> **ABOUT THIS TASK**
Rewrite the data from its first line up to and including the line with "positive clicks: (480, 179) (503, 169)", swapping "rough mask" for "coarse mask" and changing nothing else. Omit the pictures.

### GIVEN DATA ###

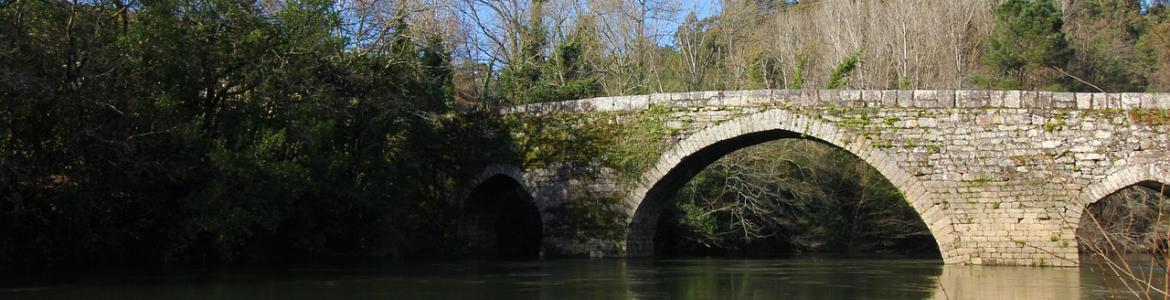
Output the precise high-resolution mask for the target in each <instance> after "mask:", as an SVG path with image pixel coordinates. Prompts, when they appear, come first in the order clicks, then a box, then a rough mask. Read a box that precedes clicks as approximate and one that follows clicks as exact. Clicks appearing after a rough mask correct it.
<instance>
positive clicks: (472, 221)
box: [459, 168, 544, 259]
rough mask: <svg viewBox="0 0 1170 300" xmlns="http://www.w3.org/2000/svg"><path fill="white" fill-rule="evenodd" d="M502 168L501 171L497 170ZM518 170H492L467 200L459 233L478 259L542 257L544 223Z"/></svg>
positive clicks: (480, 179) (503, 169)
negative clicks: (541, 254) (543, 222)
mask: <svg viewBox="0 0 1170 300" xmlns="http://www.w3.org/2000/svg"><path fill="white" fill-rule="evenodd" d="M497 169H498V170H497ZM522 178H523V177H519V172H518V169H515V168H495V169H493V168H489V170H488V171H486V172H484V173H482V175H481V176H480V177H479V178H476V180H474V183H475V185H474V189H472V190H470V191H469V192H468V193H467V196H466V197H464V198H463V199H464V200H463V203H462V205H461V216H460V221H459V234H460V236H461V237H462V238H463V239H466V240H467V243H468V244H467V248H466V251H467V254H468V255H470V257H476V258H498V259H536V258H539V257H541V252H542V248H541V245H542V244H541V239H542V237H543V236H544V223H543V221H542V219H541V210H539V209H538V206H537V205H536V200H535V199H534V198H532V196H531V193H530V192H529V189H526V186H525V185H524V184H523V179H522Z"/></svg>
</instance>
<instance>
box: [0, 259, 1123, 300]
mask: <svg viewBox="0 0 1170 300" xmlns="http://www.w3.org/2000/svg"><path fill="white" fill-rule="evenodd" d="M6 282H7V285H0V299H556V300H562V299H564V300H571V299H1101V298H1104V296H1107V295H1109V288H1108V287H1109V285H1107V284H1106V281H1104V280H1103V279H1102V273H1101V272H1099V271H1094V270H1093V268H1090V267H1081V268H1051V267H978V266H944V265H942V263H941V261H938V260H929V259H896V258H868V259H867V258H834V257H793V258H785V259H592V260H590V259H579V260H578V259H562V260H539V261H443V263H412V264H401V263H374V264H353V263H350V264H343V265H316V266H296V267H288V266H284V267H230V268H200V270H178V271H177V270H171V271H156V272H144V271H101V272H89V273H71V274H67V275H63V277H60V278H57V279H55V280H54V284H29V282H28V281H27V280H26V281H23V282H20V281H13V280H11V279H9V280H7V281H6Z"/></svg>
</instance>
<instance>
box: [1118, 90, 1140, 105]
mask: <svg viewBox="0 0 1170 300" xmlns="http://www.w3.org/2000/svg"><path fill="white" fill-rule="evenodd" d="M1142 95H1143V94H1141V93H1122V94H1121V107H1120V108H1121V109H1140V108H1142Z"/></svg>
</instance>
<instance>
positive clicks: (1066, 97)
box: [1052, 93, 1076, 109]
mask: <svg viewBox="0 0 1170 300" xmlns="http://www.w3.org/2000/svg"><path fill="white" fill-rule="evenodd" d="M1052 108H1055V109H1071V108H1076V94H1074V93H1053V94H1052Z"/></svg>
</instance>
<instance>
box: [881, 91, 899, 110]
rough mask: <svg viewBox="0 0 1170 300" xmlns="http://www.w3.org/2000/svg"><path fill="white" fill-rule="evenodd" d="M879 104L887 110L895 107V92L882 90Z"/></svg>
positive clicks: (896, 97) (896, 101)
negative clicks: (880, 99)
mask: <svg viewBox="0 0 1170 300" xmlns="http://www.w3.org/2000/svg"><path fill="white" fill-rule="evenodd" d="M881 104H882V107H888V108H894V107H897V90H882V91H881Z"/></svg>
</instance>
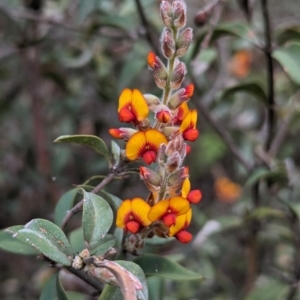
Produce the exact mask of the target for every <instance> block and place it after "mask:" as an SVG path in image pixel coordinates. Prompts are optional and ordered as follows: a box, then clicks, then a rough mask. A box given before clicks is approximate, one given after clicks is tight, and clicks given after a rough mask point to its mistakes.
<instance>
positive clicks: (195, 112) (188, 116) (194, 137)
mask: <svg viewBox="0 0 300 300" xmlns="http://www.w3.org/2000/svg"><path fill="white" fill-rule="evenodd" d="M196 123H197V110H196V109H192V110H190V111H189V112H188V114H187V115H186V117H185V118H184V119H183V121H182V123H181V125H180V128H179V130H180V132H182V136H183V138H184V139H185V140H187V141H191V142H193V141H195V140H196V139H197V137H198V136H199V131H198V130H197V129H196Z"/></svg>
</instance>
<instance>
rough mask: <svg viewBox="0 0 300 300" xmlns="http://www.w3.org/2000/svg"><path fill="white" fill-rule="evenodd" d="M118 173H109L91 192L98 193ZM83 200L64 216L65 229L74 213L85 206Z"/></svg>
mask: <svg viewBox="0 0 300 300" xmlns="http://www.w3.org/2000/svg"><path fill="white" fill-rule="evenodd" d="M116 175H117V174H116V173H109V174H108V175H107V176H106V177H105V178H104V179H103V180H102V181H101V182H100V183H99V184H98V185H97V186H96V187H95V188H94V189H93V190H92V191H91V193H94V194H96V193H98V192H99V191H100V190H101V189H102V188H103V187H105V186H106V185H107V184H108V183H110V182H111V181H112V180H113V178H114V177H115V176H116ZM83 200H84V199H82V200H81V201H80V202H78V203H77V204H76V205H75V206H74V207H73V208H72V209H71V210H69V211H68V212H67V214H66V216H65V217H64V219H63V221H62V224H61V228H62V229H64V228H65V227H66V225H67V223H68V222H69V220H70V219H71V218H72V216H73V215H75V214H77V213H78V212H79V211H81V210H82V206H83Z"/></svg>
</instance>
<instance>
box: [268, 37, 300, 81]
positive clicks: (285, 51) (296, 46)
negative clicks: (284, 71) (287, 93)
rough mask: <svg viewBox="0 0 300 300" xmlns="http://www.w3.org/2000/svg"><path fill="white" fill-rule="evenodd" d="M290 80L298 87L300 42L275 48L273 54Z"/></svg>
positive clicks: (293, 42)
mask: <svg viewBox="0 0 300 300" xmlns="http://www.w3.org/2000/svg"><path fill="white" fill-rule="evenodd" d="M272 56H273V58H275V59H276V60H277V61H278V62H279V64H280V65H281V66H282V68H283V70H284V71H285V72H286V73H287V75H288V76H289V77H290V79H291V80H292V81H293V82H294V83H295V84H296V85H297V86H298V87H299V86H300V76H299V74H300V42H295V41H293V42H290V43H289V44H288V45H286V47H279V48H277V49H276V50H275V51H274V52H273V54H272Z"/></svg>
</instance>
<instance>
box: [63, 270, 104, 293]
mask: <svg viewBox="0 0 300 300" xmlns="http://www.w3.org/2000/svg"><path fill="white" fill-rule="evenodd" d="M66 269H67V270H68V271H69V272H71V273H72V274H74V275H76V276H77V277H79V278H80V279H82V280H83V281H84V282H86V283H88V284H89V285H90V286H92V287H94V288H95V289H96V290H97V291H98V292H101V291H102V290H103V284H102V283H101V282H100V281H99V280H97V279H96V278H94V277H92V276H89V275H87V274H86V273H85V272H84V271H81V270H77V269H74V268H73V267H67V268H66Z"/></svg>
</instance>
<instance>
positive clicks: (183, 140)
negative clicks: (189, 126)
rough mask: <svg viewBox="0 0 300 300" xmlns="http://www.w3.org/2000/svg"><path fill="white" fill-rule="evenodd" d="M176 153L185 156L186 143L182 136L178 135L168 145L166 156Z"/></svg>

###

> **WRITTEN SOLUTION**
Output the precise high-resolution mask for the target in each <instance> after "mask:", as an SVG path with image pixel coordinates. Prompts, when they appear, come first in the order clicks, then a box, then a coarse mask. Read a box that precedes clicks as approximate and one that follows clicks as exact. Clicks appearing after a coarse mask correct it.
<instance>
positive clicks: (472, 221)
box: [459, 168, 544, 259]
coarse mask: <svg viewBox="0 0 1170 300" xmlns="http://www.w3.org/2000/svg"><path fill="white" fill-rule="evenodd" d="M502 168L501 171L497 170ZM518 170H492L467 200L459 233L478 259L542 257L544 223Z"/></svg>
positive clicks: (480, 179) (503, 169)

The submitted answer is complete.